* MATERIAL SHOWN:

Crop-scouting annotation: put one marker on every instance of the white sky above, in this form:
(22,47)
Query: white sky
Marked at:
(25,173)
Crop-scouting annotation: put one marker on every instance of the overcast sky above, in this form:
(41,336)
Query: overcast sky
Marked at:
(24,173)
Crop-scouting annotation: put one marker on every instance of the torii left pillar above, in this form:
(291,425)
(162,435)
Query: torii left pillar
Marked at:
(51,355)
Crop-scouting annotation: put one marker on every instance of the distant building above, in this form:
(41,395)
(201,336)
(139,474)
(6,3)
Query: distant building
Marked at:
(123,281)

* EXERCISE: Send back all of the entries exactly, with nothing missing.

* RIGHT ANSWER:
Crop-scouting annotation: put one marker on every instance of the white sky above, in this form:
(22,47)
Query: white sky
Marked at:
(25,173)
Crop-scouting annotation: put one marker on every instance of the overcast sky above, in this form:
(41,336)
Query: overcast sky
Marked at:
(24,173)
Crop-scouting annotation: put one marker on every instance of the torii left pillar above, in this form:
(291,425)
(162,435)
Query: torii left pillar
Marked at:
(51,355)
Crop-scouting annotation: put one marker on every instance of the distant building above, in this form:
(41,395)
(201,336)
(139,474)
(6,3)
Query: distant building
Marked at:
(123,281)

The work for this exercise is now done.